-- GIVEN PROBLEM --
Repeat every line of the records below without any changes.

-- DATA FOR PROCESSING --
══════════
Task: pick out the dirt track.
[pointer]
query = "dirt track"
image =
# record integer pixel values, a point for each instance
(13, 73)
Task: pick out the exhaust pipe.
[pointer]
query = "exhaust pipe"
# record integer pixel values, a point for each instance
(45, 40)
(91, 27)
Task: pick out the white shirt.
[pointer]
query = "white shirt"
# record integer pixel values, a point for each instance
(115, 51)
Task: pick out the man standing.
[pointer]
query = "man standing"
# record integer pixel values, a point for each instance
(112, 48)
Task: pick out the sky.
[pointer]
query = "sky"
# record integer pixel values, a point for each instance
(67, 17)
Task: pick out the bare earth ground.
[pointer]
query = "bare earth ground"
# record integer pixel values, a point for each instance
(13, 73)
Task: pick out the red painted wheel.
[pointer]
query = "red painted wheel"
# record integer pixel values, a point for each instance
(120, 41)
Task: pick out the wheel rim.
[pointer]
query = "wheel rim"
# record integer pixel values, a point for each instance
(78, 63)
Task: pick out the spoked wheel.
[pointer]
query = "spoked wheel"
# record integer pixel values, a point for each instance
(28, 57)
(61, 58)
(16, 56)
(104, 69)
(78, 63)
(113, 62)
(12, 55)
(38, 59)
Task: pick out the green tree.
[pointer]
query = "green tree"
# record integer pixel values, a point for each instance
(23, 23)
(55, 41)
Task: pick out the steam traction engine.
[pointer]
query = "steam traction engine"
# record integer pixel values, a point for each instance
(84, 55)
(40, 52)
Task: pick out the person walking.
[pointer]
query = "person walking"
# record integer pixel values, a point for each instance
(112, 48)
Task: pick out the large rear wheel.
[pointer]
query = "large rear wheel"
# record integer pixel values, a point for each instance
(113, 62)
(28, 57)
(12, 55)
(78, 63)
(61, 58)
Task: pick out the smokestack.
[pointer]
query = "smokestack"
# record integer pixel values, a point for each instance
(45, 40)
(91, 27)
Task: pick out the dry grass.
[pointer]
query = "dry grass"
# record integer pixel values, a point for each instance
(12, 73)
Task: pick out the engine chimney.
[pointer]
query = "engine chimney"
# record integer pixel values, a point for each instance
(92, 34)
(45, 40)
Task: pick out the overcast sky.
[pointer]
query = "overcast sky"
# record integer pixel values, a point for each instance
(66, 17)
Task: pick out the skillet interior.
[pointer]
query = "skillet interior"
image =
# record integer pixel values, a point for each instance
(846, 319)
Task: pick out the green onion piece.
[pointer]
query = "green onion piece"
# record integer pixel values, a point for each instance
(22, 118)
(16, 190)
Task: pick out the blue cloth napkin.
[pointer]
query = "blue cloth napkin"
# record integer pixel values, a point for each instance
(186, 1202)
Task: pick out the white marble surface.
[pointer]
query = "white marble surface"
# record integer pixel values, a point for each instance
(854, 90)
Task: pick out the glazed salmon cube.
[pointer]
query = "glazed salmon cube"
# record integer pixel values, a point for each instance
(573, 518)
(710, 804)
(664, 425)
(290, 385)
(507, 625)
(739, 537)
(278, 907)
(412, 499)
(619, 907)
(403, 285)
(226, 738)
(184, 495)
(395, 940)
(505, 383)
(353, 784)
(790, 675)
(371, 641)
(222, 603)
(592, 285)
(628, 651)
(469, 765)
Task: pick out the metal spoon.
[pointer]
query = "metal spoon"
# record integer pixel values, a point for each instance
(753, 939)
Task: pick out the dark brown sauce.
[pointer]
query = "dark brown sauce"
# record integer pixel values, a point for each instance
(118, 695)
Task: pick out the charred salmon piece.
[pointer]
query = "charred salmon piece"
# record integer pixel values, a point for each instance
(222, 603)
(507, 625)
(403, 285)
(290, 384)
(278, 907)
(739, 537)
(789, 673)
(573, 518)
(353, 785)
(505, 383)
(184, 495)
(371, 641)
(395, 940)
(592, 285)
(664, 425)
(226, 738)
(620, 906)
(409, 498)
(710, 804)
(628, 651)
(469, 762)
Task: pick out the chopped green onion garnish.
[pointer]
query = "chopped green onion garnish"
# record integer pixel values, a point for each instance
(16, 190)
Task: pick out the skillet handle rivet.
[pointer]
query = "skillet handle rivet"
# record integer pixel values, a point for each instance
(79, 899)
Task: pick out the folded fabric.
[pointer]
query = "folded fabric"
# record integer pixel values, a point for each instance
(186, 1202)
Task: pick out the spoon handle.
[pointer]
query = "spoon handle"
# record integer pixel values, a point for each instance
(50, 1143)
══════════
-- RESPONSE TO THE EXERCISE --
Task: pick out the dirt track.
[pointer]
query = "dirt track"
image =
# record integer pixel values, a point for each instance
(13, 73)
Task: pick out the exhaust pipe.
[pointer]
query = "exhaust pipe"
# record integer pixel values, a point for each instance
(45, 40)
(91, 27)
Task: pick out the white shirt.
[pointer]
query = "white shirt"
# record integer pixel values, a point for each instance
(115, 51)
Task: pick out the man standing.
[pointer]
query = "man standing"
# record integer pixel values, a point for each instance
(112, 48)
Task: pick out the sky.
[pointer]
query = "sky"
# record integer pixel values, a point for each instance
(67, 17)
Task: pick out the bare earth ground.
[pointer]
query = "bare earth ground"
# record integer pixel values, a point for each instance
(13, 73)
Task: pick out the red painted wheel.
[pointer]
query = "red painted wheel"
# record integer pixel values, a point for each instance
(120, 41)
Task: pick out the wheel rim.
[pointer]
query = "wheel rim"
# record integer pixel values, a point for each instance
(78, 63)
Task: pick out the spoked wheel.
[pointer]
query = "spoked wheel"
# record integer pixel values, a point for each instance
(28, 57)
(61, 58)
(16, 56)
(104, 69)
(78, 63)
(113, 62)
(12, 55)
(38, 59)
Task: pick out the green tree.
[pointer]
query = "green tree"
# record integer pixel values, a point for each instance
(23, 23)
(55, 41)
Task: pick out the steam traction engine.
[pointer]
query = "steam traction engine"
# record integer pixel values, a point for each instance
(84, 55)
(40, 52)
Task: pick out the person walking.
[pointer]
query = "person walking"
# record integer pixel values, a point for each instance
(112, 48)
Task: pick out the large rear wheel.
[pointer]
query = "large rear wheel"
# record integer pixel values, a point for each instance
(113, 62)
(28, 57)
(12, 55)
(78, 63)
(61, 58)
Task: pick out the smokestack.
[pointer]
query = "smokestack"
# record integer pixel values, a point for each instance
(45, 40)
(91, 27)
Task: pick out the dry grass.
[pointer]
query = "dry grass"
# record integer pixel values, a point for each instance
(12, 73)
Task: pick out the engine chimney.
[pointer]
query = "engine chimney"
# record integer pixel values, a point for each instance
(92, 34)
(45, 40)
Task: pick out the overcast sky.
[pointer]
query = "overcast sky"
# record integer pixel values, a point for each instance
(66, 17)
Task: pick out the skillet interior.
[pointer]
query = "skillet interior"
image =
# record integer pixel values, a point for each instance
(846, 319)
Task: pick out the green onion piece.
[pointer]
query = "green onion piece"
# record integer pixel values, a point for each instance
(22, 118)
(16, 190)
Task: pick out the blue cloth napkin.
[pointer]
query = "blue cloth napkin"
# record integer pixel values, a point for each instance
(186, 1202)
Task: pick out the white marble surface.
[pointer]
query = "white marble surface"
# record integer pixel values, a point for each instance
(854, 90)
Task: pick out the glazed salmon cube.
[pointer]
query = "glazed salmon cube"
# record integer pixel values, a point for each instance
(573, 518)
(710, 804)
(664, 425)
(290, 385)
(507, 625)
(739, 537)
(278, 907)
(412, 499)
(619, 907)
(403, 285)
(226, 738)
(184, 495)
(395, 940)
(505, 383)
(353, 784)
(790, 675)
(371, 641)
(222, 603)
(592, 285)
(628, 651)
(469, 765)
Task: pick out the metal spoon.
[pointer]
query = "metal spoon"
# record integer pixel values, a point for each instance
(753, 939)
Task: pick out the dark brown sauce.
[pointer]
query = "dark brown sauce"
# record integer pixel values, a point for each instance
(118, 695)
Task: pick out the charred salmon piece.
[pointer]
query = "charred salmon piece"
# record integer pixel values, a point for each instance
(222, 603)
(507, 625)
(403, 285)
(290, 384)
(278, 907)
(739, 537)
(789, 673)
(573, 518)
(353, 785)
(505, 383)
(184, 495)
(371, 641)
(395, 940)
(592, 285)
(664, 425)
(226, 738)
(620, 906)
(409, 498)
(710, 804)
(628, 651)
(469, 762)
Task: pick out the chopped green onion garnish.
[pointer]
query = "chopped green onion garnish"
# record integer pixel values, a point for each instance
(16, 190)
Task: pick out the skillet handle rivet.
[pointer]
query = "skillet handle rivet"
# record integer pixel values, a point for each instance
(79, 899)
Task: pick out the folded fabric.
[pointer]
query = "folded fabric"
# record integer pixel values, a point for each instance
(186, 1202)
Task: pick out the spoon handle.
[pointer]
query = "spoon handle"
# record integer pixel values, a point for each instance
(50, 1143)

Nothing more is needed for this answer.